Work to be completed –
Reproduce every line of the listing below word for word, leaving out the pictures.

Dataset records –
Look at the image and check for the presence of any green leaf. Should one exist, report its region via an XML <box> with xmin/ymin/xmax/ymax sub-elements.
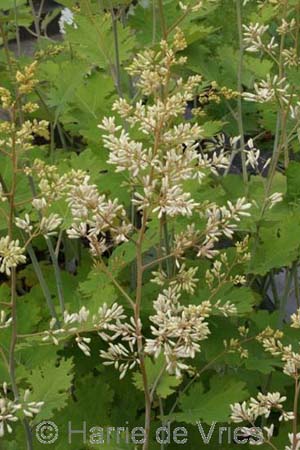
<box><xmin>26</xmin><ymin>359</ymin><xmax>73</xmax><ymax>421</ymax></box>
<box><xmin>132</xmin><ymin>357</ymin><xmax>182</xmax><ymax>398</ymax></box>
<box><xmin>172</xmin><ymin>375</ymin><xmax>248</xmax><ymax>424</ymax></box>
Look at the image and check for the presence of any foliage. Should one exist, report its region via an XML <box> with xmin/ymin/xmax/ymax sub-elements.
<box><xmin>0</xmin><ymin>0</ymin><xmax>300</xmax><ymax>450</ymax></box>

Response to this task –
Look at the image and check for the presence of any green leaf. Should one exist, report its region via an XML <box> with xmin/ymin/xmax/ymax sub-elements.
<box><xmin>26</xmin><ymin>359</ymin><xmax>73</xmax><ymax>421</ymax></box>
<box><xmin>132</xmin><ymin>357</ymin><xmax>182</xmax><ymax>398</ymax></box>
<box><xmin>172</xmin><ymin>375</ymin><xmax>248</xmax><ymax>424</ymax></box>
Look at the image and check for the presence of any foliage. Should one exist, report its region via an XML <box> with xmin/ymin/xmax/ymax sub-elements.
<box><xmin>0</xmin><ymin>0</ymin><xmax>300</xmax><ymax>450</ymax></box>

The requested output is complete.